» **SET EXERCISE**
Can you reproduce the earthquake blog post below word for word, starting at "Seismo Blog" and continuing up to and including "et al., 2016)."?

» **SELECTED TEXT**
--------------------------------------------------
Seismo Blog

The Strongest Quake in a Remote Mountain Range

Categories:   Plate Tectonics

February 26, 2018 

Map showing epicenter of recent Papua New Guinea quake.

Figure 1: Sunday's quake, marked by the purple X, was a result of the complex collision between the northeastward drifting Australian Plate with the fragmented Pacific Plate. The epicenter was located at the southern fringes of Papua-New Guinea's highlands (after Holm et al., 2016).

When the blogger once visited the giant Ok Tedi gold and copper open pit mine in the remote highlands of Papua-New Guinea, the chief geologist of the mine uttered a seemingly abstract statement. "Here in our area, geologic processes happen on the same time scale as everyday life," he said. Well, every high school kid learns that under normal circumstances it takes eons for geologic changes to happen. Mountain ranges, for instance, are not built in tens of years - it takes hundreds of thousands or millions instead. Compared to the normal rate at which tectonic plates drift - like two inches per year at the plate boundary here in Northern California - a regular garden snail moves at supersonic speed. These are surely different time scales than those in our hectic everyday life.

But the highlands of Papua-New Guinea are completely different. Firstly, they are extremely remote with very few roads and other infrastructure, except for the occasional mine, or an oil or gas well. In addition, tropical rainstorms drop so much precipitation on this area that the flanks of mountains are always soaked with water and hence prone to huge landslides. And finally, the highlands are a patchwork of steep ups and downs called the Papuan Fold and Thrust Belt. There, earthquakes shift the mountains on a regular basis. During the past century, however, none of these quakes was as strong as the big temblor that rocked the entire island in the western Pacific on Sunday night (local time). With a magnitude of 7.5, it caused huge landslides, and damaged structures and residences in Mount Hagen, Papua's third largest city. At least three people are confirmed dead in the town of Mendi. They were buried when their house was swept away by a landslide. Operations in the Ok Tedi mine came to a halt, because the road that connects the mine to Tabubil, the nearest town, was blocked by several huge landslides. In addition, Exxon-Mobil interrupted the processing of liquid natural gas in its facility in the area.
--------------------------------------------------
» **INFORMATION PROVIDED**
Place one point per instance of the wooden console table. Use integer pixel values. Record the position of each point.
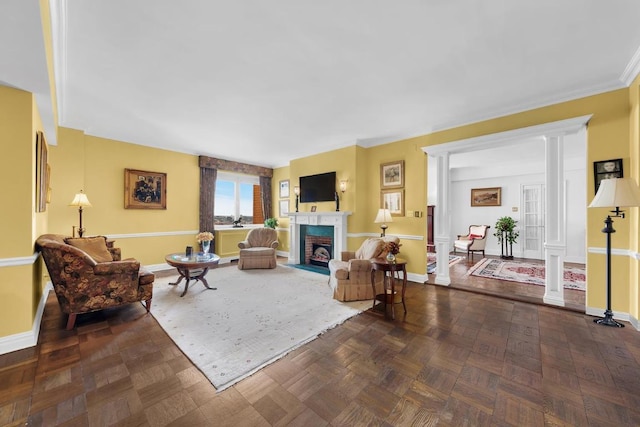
(391, 270)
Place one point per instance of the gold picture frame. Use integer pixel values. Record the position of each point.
--------------------------------------------------
» **ANSWER TO THE TASK**
Seismo Blog

The Strongest Quake in a Remote Mountain Range

Categories:   Plate Tectonics

February 26, 2018 

Map showing epicenter of recent Papua New Guinea quake.

Figure 1: Sunday's quake, marked by the purple X, was a result of the complex collision between the northeastward drifting Australian Plate with the fragmented Pacific Plate. The epicenter was located at the southern fringes of Papua-New Guinea's highlands (after Holm et al., 2016).